**WRITTEN TASK**
Please transcribe all of the lines below word for word, keeping every character unchanged.

**EXTRACTED DATA**
□ □ □
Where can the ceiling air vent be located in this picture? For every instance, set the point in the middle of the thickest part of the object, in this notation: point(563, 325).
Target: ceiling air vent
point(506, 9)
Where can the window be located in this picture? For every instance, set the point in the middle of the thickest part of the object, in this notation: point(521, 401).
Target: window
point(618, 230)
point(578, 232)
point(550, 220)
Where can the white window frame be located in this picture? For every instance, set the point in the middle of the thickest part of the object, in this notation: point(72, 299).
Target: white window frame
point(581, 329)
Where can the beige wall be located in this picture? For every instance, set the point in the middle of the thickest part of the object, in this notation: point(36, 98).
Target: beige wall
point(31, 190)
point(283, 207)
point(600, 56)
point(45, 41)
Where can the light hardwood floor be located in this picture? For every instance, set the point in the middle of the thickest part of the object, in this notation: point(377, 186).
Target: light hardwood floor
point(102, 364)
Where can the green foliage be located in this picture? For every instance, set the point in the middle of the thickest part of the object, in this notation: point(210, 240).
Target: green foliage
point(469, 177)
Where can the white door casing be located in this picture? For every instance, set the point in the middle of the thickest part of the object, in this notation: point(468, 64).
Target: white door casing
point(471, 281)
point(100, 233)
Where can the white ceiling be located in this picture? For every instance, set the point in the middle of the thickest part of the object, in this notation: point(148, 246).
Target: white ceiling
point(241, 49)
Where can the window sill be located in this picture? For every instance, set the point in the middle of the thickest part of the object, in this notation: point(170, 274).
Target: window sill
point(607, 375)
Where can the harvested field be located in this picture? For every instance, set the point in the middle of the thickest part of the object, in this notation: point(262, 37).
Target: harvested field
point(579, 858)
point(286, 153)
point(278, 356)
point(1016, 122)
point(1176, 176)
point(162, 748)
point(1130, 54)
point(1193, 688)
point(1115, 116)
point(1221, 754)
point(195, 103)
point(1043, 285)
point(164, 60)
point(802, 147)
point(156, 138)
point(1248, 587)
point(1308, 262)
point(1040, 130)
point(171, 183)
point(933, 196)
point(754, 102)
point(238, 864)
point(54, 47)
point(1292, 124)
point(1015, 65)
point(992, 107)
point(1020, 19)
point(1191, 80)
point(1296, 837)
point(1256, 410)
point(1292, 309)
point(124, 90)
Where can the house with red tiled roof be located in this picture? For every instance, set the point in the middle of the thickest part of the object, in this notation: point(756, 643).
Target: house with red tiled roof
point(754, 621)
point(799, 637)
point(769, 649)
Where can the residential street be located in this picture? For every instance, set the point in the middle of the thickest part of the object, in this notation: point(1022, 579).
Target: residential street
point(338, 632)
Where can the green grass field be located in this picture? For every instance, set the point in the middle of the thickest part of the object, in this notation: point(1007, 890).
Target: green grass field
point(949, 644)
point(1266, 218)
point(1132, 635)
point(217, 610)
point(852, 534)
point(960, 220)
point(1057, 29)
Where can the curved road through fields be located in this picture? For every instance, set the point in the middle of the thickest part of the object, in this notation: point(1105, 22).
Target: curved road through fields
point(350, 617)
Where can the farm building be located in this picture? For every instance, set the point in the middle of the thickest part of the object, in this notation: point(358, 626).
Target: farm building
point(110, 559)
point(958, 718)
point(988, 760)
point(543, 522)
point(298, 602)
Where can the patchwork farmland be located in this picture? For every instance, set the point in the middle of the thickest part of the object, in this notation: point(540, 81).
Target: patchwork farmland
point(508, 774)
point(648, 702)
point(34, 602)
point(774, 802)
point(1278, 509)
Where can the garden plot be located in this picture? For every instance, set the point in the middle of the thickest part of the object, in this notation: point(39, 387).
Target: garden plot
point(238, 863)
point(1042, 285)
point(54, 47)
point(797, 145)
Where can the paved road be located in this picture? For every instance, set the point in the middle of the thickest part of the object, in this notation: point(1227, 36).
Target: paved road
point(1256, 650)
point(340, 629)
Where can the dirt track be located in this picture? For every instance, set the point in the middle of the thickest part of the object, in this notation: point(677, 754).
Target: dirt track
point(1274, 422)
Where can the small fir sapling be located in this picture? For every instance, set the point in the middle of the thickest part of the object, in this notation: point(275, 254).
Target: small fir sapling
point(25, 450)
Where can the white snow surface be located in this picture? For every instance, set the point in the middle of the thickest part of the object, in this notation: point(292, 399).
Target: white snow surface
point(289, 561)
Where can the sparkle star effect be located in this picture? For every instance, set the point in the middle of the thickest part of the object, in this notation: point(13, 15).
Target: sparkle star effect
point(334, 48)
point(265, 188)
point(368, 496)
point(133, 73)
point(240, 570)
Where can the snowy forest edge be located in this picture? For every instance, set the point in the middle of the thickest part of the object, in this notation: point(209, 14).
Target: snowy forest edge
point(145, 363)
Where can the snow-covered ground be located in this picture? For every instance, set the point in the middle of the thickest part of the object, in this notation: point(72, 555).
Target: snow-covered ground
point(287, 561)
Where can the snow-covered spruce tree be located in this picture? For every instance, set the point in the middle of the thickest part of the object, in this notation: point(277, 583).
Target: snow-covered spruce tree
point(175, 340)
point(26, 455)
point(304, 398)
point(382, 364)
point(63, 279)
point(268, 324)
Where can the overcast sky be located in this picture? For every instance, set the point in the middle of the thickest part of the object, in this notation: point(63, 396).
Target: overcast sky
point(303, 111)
□ □ □
**WRITTEN ANSWER**
Where can the ceiling air vent be located in this picture? For every instance, set the point in the middle of the thickest part of the object, in this notation: point(563, 325).
Target: ceiling air vent
point(506, 9)
Where can the window be located in this picture? For every instance, set the point in the middle of the thickest part of the object, in this notation: point(521, 401).
Target: window
point(618, 230)
point(578, 232)
point(550, 220)
Where can the white window frame be located in this picture? For every instance, set the point in the middle of the thickest part of the object, in this notation: point(72, 299).
Target: white window frame
point(581, 329)
Where can the beige wall be located in this picture? For every instance, set the point in the middle of the thickest part of the object, in this notation: point(36, 98).
Target: beige wall
point(31, 190)
point(283, 207)
point(600, 56)
point(45, 41)
Where can the light hardwood floor be located in this picture? For every instance, set the point in the middle of the thickest part of the object, in this notation: point(377, 186).
Target: light hardwood floor
point(102, 364)
Where can the green foliage be located in this picture? For every instance, set the point in the middle of the thickest part of the object, in this notation: point(210, 240).
Target: green foliage
point(469, 177)
Where can the white door casing be located in this picture? For every instance, set the point in the middle of the thickest part of the object, in this notation: point(468, 64).
Target: white door casing
point(471, 281)
point(100, 233)
Where can the white ceiling be located in this picture? For every instance, set the point in the middle of the thickest part of the object, in this notation: point(148, 246).
Target: white ceiling
point(241, 49)
Where can the window sill be located in this picture? For every instance, set the point in the middle of the thickest part of the object, in this notation: point(170, 274).
Target: window sill
point(607, 375)
Where can the harvested field be located in this picture? For every instance, set the point in the middle of the thickest part of the object, in this notation: point(262, 37).
Target: harvested field
point(579, 858)
point(286, 153)
point(278, 356)
point(1016, 122)
point(1176, 176)
point(162, 748)
point(1130, 54)
point(1193, 688)
point(1115, 116)
point(1221, 754)
point(195, 103)
point(1043, 285)
point(164, 60)
point(802, 147)
point(156, 138)
point(1248, 587)
point(1308, 262)
point(1040, 130)
point(171, 183)
point(933, 196)
point(754, 102)
point(238, 864)
point(54, 47)
point(1292, 124)
point(1015, 65)
point(992, 107)
point(1020, 19)
point(1191, 80)
point(1296, 837)
point(1256, 410)
point(1292, 309)
point(124, 90)
Where can the house with red tiled roof be located in this picture? For every instance, set the point in the middle of the thickest part of the object, in this notation: point(756, 643).
Target: house with red tiled roof
point(754, 621)
point(799, 637)
point(769, 649)
Where can the residential street be located in this picture? For every instance, set the point in the middle of the thickest part of the object, in this notation: point(1022, 579).
Target: residential street
point(338, 632)
Where can the green grass field be located in this picture? For every instance, set the point in the middle of the thickest part of the object, in this notation: point(1007, 890).
Target: green grass field
point(949, 644)
point(1266, 218)
point(1132, 635)
point(217, 610)
point(852, 534)
point(960, 220)
point(1057, 29)
Where can the curved road through fields be located in this picture? For every instance, set the point in the middle of the thickest part of the object, in this notation: point(1105, 22).
Target: curved road through fields
point(350, 617)
Where can the farm building be located in this picture? For every instance, set the point in the middle of the thickest part of the object, in this notation: point(358, 626).
Target: farm building
point(110, 559)
point(958, 718)
point(988, 760)
point(543, 522)
point(298, 602)
Where can the patchwork farmland be located in this picture? For every instance, set the point in the middle of the thickest part of the object, in this notation: point(540, 81).
Target: patchwork farmland
point(508, 774)
point(648, 702)
point(34, 602)
point(774, 802)
point(1278, 509)
Where can the garden plot be located in this picture? For every instance, set the point in the middle of the thickest part of the object, in this notation: point(39, 387).
Target: garden plot
point(238, 863)
point(1042, 285)
point(54, 47)
point(797, 145)
Where can the paved road be located in this picture? For every instance, set the point in the middle of the thickest part of the object, in this notation: point(1227, 36).
Target: paved road
point(1256, 650)
point(340, 629)
Where can the dirt track be located in this picture? For every instance, set the point in the middle of the thickest part of the object, in this notation: point(677, 754).
Target: dirt track
point(1274, 422)
Where can the small fir sapling be located in this picture? For every instance, set the point in the middle of the thickest part of the object, in this notation: point(275, 254).
Target: small fir sapling
point(25, 450)
Where can the white snow surface be located in this picture? For every instance, set the point in the middle of the thickest part of the object, in this notation: point(292, 399).
Target: white snow surface
point(289, 561)
Where can the sparkle star effect be located in this picture? For every instance, set the point in the middle of the thickest part of the object, in this notation: point(13, 15).
Target: sparkle star effect
point(334, 48)
point(265, 188)
point(368, 496)
point(133, 73)
point(240, 570)
Where can the snowy forest edge be located in this picture? For every instance, set the point in the middle of the thickest part of the object, in this notation: point(209, 14).
Target: snowy forest edge
point(145, 363)
Where can the snow-covered ground be located in this picture? For every instance, set the point in the middle of the thickest part of the object, in this notation: point(72, 555).
Target: snow-covered ground
point(287, 561)
Where can the snow-covered spruce tree be located in this picture? For every instance, set the point in the middle of the thickest part of the object, in this notation: point(277, 583).
Target: snow-covered spruce tree
point(175, 340)
point(26, 455)
point(304, 398)
point(382, 364)
point(63, 279)
point(268, 324)
Where can the overcast sky be located in this picture? For every instance, set the point in the middle of the thickest part of the object, in this notation: point(63, 396).
Target: overcast sky
point(303, 111)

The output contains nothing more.